→ **Exercise requirements**
**a)** According to the text on preserving weblogs, about what share of the estimated 142 million American Web users engage in some form of social media interaction?
**b)** From the text on preserving weblogs, extract the stretch from "The creators of" through "participatory interactive public.".
**c)** Write what comes next in the text on preserving weblogs, starting after its last sentence.

→ **Excerpt**
________________

Archivist are now faced with mass amounts of digitally born medias, many of which are in need of preservation. In 2010, Web 2.0 practices have become part of our every day life, with about 3/4 of the estimated 142 million American Web users engaging in some form of social media interaction. Web 2.0 applications are now an essential aspect in our society, our culture, our economics and now our history. The World Wide Web can be seen in an evolving organic manner. Transforming and reconfiguring our concepts of communities. Users participate together in a form of collective intelligence, there is a synergy between users, a community. This “community” is never more prevalent than
in users of weblogs and Twitter, which is now called “the blogosphere.” (Baudoin, 2008)
Weblogging and “microblogging” as on Twitter– can be seen as the “digital” form of diaries, personal journals, private letters–all of which are significant to our cultural memory. These items offer glimpses into a moment in time and space, and can provide a consistent and reliable form of information regarding our history and past–but only if we preserve it now. These resource will provide future researchers a greater understanding of life in the late 20th and early 21st centuries.
The creators of the World Wide Web are seen as innovators of information access. Believers of information for all, as Derek M. Powazek states in his essay, What The Hell is a Weblog and Why Won’t they Leave Me Alone? featured in the book we’ve got blog, “This was the anti-television. Digital democracy.” (3) In the late 90s, when weblogs started to emerge on the web, opening up a wealth of persona
l expression to whoever had access and means to a computer and the will to express whatever they wanted whenever they wanted. The weblog arena quickly became a community of links, information and of personal opinion geared toward a participatory interactive public.

________________

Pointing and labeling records
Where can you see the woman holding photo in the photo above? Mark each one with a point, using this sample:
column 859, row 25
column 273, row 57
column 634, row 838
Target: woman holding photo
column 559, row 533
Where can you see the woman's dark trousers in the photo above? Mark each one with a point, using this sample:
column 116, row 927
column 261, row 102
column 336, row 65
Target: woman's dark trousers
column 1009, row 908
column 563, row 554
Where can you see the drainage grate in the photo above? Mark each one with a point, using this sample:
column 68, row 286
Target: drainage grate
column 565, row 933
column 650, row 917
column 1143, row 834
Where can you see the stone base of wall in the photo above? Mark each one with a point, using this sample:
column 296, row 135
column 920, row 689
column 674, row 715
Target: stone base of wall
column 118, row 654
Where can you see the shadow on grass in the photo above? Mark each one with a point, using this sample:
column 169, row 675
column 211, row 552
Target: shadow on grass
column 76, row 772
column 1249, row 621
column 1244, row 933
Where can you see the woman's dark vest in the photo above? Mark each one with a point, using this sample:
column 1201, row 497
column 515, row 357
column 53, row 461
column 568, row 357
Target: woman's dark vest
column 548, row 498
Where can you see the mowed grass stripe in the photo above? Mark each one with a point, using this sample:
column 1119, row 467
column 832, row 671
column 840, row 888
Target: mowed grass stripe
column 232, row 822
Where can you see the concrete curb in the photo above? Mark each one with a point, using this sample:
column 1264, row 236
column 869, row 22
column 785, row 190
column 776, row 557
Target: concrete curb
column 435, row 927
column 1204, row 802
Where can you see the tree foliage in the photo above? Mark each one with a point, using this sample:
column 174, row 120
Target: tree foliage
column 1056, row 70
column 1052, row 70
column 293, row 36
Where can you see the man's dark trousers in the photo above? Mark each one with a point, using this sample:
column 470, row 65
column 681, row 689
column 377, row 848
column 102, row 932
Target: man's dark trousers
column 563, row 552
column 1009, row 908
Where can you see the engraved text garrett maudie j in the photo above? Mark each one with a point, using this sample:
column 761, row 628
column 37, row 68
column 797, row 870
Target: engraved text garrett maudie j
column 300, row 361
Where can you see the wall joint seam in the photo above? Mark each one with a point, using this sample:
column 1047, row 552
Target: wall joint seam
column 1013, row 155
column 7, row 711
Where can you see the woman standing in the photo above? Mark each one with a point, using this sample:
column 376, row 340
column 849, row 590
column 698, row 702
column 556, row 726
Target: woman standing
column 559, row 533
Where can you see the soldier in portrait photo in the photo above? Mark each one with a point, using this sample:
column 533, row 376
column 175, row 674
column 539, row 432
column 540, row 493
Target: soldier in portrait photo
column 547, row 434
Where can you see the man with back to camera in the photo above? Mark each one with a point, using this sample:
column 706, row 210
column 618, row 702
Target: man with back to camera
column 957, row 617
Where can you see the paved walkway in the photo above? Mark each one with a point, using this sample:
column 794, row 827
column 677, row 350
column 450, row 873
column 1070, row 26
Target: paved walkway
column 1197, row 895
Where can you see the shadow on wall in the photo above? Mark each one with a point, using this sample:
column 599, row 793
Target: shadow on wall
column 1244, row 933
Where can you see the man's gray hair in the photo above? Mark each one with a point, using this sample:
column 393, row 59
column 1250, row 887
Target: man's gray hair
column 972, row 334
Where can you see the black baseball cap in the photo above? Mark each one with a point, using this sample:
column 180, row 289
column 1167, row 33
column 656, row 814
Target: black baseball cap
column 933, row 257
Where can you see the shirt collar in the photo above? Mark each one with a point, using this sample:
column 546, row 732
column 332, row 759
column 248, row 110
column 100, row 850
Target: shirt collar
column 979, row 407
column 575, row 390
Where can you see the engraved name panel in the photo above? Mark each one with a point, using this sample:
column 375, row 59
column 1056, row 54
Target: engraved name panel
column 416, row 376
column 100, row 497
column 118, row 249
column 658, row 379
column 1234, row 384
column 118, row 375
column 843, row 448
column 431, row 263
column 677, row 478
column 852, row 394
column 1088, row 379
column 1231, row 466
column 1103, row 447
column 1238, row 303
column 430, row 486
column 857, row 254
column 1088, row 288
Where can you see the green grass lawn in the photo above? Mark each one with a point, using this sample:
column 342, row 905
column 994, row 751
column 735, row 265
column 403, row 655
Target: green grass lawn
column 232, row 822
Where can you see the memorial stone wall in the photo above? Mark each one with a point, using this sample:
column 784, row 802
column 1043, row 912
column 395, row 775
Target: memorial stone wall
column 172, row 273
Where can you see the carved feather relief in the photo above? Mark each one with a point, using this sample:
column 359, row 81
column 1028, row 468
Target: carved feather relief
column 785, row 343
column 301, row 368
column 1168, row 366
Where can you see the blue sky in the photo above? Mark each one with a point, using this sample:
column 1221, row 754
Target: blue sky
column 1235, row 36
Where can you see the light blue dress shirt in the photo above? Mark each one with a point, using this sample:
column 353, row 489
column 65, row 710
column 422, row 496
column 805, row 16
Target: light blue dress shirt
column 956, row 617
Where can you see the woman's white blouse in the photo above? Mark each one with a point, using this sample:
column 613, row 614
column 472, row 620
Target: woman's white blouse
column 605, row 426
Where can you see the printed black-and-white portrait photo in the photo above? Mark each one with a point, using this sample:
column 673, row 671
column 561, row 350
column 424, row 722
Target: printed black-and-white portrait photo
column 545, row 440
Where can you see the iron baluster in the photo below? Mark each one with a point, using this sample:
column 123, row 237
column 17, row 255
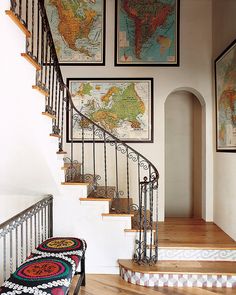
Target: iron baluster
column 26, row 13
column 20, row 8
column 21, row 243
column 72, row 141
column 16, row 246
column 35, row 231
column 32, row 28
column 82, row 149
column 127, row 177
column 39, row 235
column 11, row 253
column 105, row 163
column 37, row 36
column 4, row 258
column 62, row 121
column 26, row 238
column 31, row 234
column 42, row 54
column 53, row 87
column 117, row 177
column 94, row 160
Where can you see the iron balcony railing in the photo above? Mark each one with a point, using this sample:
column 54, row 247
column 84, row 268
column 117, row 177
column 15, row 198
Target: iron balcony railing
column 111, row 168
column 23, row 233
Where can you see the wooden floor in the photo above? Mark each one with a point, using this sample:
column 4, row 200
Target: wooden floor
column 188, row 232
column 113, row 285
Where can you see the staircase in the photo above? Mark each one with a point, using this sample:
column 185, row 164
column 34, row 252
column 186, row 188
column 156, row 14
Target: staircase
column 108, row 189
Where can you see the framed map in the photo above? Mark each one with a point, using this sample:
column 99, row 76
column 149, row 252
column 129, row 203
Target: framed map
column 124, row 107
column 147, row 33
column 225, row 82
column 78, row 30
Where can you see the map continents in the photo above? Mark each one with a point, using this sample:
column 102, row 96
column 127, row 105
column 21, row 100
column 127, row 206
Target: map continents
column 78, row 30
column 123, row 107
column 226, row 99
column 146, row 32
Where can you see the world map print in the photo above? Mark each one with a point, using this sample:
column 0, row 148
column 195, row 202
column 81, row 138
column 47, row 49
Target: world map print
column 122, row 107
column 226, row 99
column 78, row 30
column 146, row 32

________________

→ **In response**
**a)** About three quarters of them.

**b)**
The creators of the World Wide Web are seen as innovators of information access. Believers of information for all, as Derek M. Powazek states in his essay, What The Hell is a Weblog and Why Won’t they Leave Me Alone? featured in the book we’ve got blog, “This was the anti-television. Digital democracy.” (3) In the late 90s, when weblogs started to emerge on the web, opening up a wealth of persona
l expression to whoever had access and means to a computer and the will to express whatever they wanted whenever they wanted. The weblog arena quickly became a community of links, information and of personal opinion geared toward a participatory interactive public.

**c)**
The exact history of who is credited with the first weblog is still up for debate. In Catherine O’Sulivan’s essay for the The American Archivist, titled On-line Diaries, and the Future Loss to Archives: Or, Blogs and the Blogging Bloggers Who Blog Them, cites Carolyn Burke as having created the first “on-line diary entry” in January of 1995. In her online journal called Carolyn’s Diary, posted this:
I’ve found that hope is the thing that keeps me interested in anything, including living, including good books, including people. The hopeless make me feel separate, trapped. Hope. What was her brother, the emperor’s name?…Hope is the sun in the sky feeding all of us. Hope is the feeling that my life will have a purpose for me. With it I can feel the future rising up fuzzily unpredictable, and yet malleable. My own will uses hope to sculpt what will be my present.
This posting by Burke is a deeply personal reflection and becomes an important part of our cultural memory. Technologically, for being the first posting of its kind; socially, because it hearkens back to the era of diary writing as a personal expression, but now set in a digitally born format.
However, Carolyn’s Diary‘s position as the first “official” blog is still debated, and generally credit is given to Justin Hall’s Links from the Underground, conceived in 1994, as the first blog that would be recognizable to the modern blogger, featuring new site links and “dated” commentary. This format came to be known as “filter-style” weblogging. Hall’s site was followed by Dave Winer, who wrote a weblog that chronicled the 24 Hours of Democracy Project in early 1996. In 1997 Jorn Barger coined the term “weblog,” which was then transformed by Peter Merholz, who coined the term “wee-blog” which then became shortened to simply “blog.” In 1998, Cameron Barret began what could be considered the first weblog archive with Cam World, consisting of a maintained list of updated URL’s. (Riley, 2005)
Blogging really took root in 1999. Early that year, Bridgette Eaton established Eaton Web Portal, the first portal dedicated to blog listings. Eaton’s only criteria for inclusion was that entries needed to be dated. In August 1999, the launch of Blogger–created by Pyra Labs, and eventually bought out by Google in 2003, revolutionized the whole concept of blogging. Blogger created a “free-form interface” in which anyone with a web browser could easily create a blog, consisting of any content they wanted, without needing a background in HTML code writing to do so. (Blood, 2002)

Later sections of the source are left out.